**MISE EN PRATIQUE**
(1) Recopiez à l'identique, dans l'extrait ci-dessous sur la Russie et l'Afrique, tout le passage qui va de "Bien évidemment, loin" jusqu'à "rapprochement à Poutine.".
(2) Poursuivez l'extrait ci-dessous sur la Russie et l'Afrique en reprenant juste après sa dernière phrase.

+++ EXTRAIT DU DOCUMENT

Avant toute chose, nous nous devons de nous interroger sur l’admiration et la confiance grandissante que nombreux Etats africains ont pour un pays qui n’est pas fondé sur le droit. La Russie incarne tout simplement la violence d’Etat. Sa continuité impériale qui est la marque d’une culture politique, n’est pas à négliger. L’idéologie anticapitaliste qui continue encore d’innerver ce pays se transmet à bon nombre d’africains et en particulier à des pays où certaines juntes militaires semblent vouloir s’installer de façon durable.
Bien évidemment, loin de moi l’idée d’évoquer ici le concept de démocratie qui irrite, tout aussi bien nos leaders d’opinion, dirigeants africains que la Russie. Par principe, nos panafricanistes, russophiles sont plus sensibles au modèle autocratique que prône V. Poutine. Rien de surprenant que nos activistes, continentaux, sur les réseaux sociaux s’adonnent au quotidien à l’apologie d’une telle dérive sociétale. Tout est prétexte ; même l’arrestation d’un contingent NSE (National support Elément, expulsion d’un porte-parole de la Mission de l’ONU MINUSMA, pour justifier leur rapprochement à Poutine.
Pour peu que nous fassions une introspection, une remontée dans l’histoire de nos indépendances, on constatera sans conteste des réussites différenciées et disparates sur le continent. Nos Etats d’Afrique peuvent être considérés comme des pays stationnaires qui connaissent une croissance économique non accompagnée de changements en profondeur de nos économies. Nos Etats font le choix depuis des décennies, de clamer à tout bout de champ, que nous possédons des richesses, des ressources naturelles. Que ne l’exploitons-nous, par la force de leurs poignées ? A l’instar des européens descendant dans les profondeurs de leurs mines pour en extraire, extirper même à flans de montagnes les maigres ressources utiles à leur bien être. Plutôt que de chercher les responsables de notre sous-développement (les firmes multinationales, les occidentaux, ou mieux encore la France).

++++++
+++ DONNÉES FOURNIES

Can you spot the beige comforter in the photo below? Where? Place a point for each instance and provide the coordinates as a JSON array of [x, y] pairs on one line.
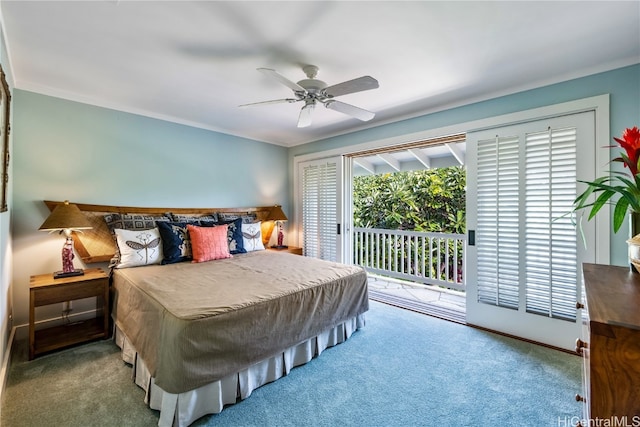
[[197, 323]]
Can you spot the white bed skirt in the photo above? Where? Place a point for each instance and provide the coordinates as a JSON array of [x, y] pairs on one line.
[[183, 409]]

++++++

**RÉPONSES NUMÉROTÉES**
(1)
Bien évidemment, loin de moi l’idée d’évoquer ici le concept de démocratie qui irrite, tout aussi bien nos leaders d’opinion, dirigeants africains que la Russie. Par principe, nos panafricanistes, russophiles sont plus sensibles au modèle autocratique que prône V. Poutine. Rien de surprenant que nos activistes, continentaux, sur les réseaux sociaux s’adonnent au quotidien à l’apologie d’une telle dérive sociétale. Tout est prétexte ; même l’arrestation d’un contingent NSE (National support Elément, expulsion d’un porte-parole de la Mission de l’ONU MINUSMA, pour justifier leur rapprochement à Poutine.

(2)
Nous devons savoir que l’amorce de notre développement ne démarrera qu’avec notre autosuffisance alimentaire. Le choix de nos cultures de rente traduit la continuité d’un esclavage dans lequel nous nous complaisons et consentons à nous inscrire de plein gré.
Au début de nos indépendances, la Chine n’était guère mieux dotée que nombreux pays africains, hormis, son potentiel humain. La stratégie de développement autocentrée que la Chine a dû appliquer, devrait nous inspirer. Dans son principe, cette stratégie repose sur un développement interne, endogène, avec des « industries industrialisantes ». Nos Etats se doivent de privilégier l’implantation des industries valorisant nos ressources naturelles et qui induiront en aval d’autres industries.
Le conflit en Ukraine a pour mérite de nous éclairer sur le plan économique et géostratégique. Notre dépendance à l’occident n’et que davantage avérée. Hélas ! La flexion genouillère de Macky Sall (au nom de l’Union Africaine) pour négocier notre sécurité alimentaire ; obtenir du blé russe et ukrainien démontre l’extrême fragilité de notre continent décrit comme celui de l’avenir du monde. La Chine a-t-elle attendu qu’on la décrète comme étant l’usine du monde ? C’est son travail qui l’y a consacrée. Ainsi elle a acquis tout naturellement une dignité qui la positionne à la table des grands. En Afrique quelle dignité revendiquons-nous ? Peut-être celle de nos empires révolus.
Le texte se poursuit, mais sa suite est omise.